**SUS TAREAS**
a. Edite el fragmento citado desde "También visité la" hasta "con el tiempo." y reemplace "mapoteca" por "colección de mapas".
b. Enumere todas las bibliotecas que se mencionan en el fragmento citado.
c. Responda con base en el fragmento citado:
(i) ¿Por qué es conocida la biblioteca de CIRMA, además de ser rica en investigación antropológica y arqueológica?
(ii) ¿Qué sistema tenía la sala de lectura de la biblioteca del Banco de Guatemala?
(iii) ¿Por qué la entonces jefa del departamento de tesis fue a expulsar a los usuarios de la biblioteca de Comunicación?

==== FRAGMENTO CITADO ====

También visité la famosa biblioteca de CIRMA, rica en investigación antropológica y arqueológica y conocida por su mapoteca. El fiasco fue técnico. Aunque en la recepción se incluía la biblioteca como un servicio al público, y se mostraban fotografías de niños leyendo, resultaba que la consulta del material estaba restringida a antropólogos y arqueólogos acreditados. Tampoco volví a ese lugar y desconozco si su sistema cambió con el tiempo.
De la biblioteca que guardo gratas memorias, sin dudarlo, es la del Banco de Guatemala, que por alguna razón pasó a poder de la fundación G&T. La biblioteca era de sistema híbrido, en la sala de lectura era de anaquel abierto y el resto de material era anaquel cerrado pero disponible a través de los ficheros físicos y electrónicos. Los días sin escolares eran perfectos para la lectura y la atención mejoró tanto que incluso la bibliotecaria jefa enviaba a alguno de sus asistentes con material adicional para enriquecer la consulta que uno realizaba. También hay oasis en los desiertos. Aunque tampoco he visitado el lugar desde hace mucho.
Y cuando uno cree que las bibliotecas universitarias serán mejores, se da uno cuenta que no. Desde bibliotecas con gente abusiva que actúa como en dependencia estatal (Derecho) donde los bibliotecarios conversan sin atender al usuario y su respuesta a toda pregunta es "use el fichero"; hasta bibliotecas donde la atención es amable por parte del personal pero la prepotencia de los funcionarios de la facultad es detestable (Comunicación). Mi experiencia más desagradable en la biblioteca de Comunicación se debió a la entonces jefa del departamento de tesis, quien fue a expulsarnos del recinto porque quería celebrar su cumpleaños. Uno de los estudiantes usuarios se negó a salir y llamaron a los guardias del campus para sacarlo, estando afuera del lugar, el entonces director de Comunicación acudió como invitado, los afectados expusieron su malestar y su respuesta fue "colaboren muchá, tenemos derecho a festejar".

==== FILAS ====

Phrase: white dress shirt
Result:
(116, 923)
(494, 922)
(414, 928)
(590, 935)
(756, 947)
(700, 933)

====

**SOLUCIONES POR TAREA**
a.
También visité la famosa biblioteca de CIRMA, rica en investigación antropológica y arqueológica y conocida por su colección de mapas. El fiasco fue técnico. Aunque en la recepción se incluía la biblioteca como un servicio al público, y se mostraban fotografías de niños leyendo, resultaba que la consulta del material estaba restringida a antropólogos y arqueólogos acreditados. Tampoco volví a ese lugar y desconozco si su sistema cambió con el tiempo.

b.
- Biblioteca de CIRMA
- Biblioteca del Banco de Guatemala
- Biblioteca de Derecho
- Biblioteca de Comunicación

c.
(i) Por su mapoteca.
(ii) Anaquel abierto.
(iii) Porque quería celebrar su cumpleaños.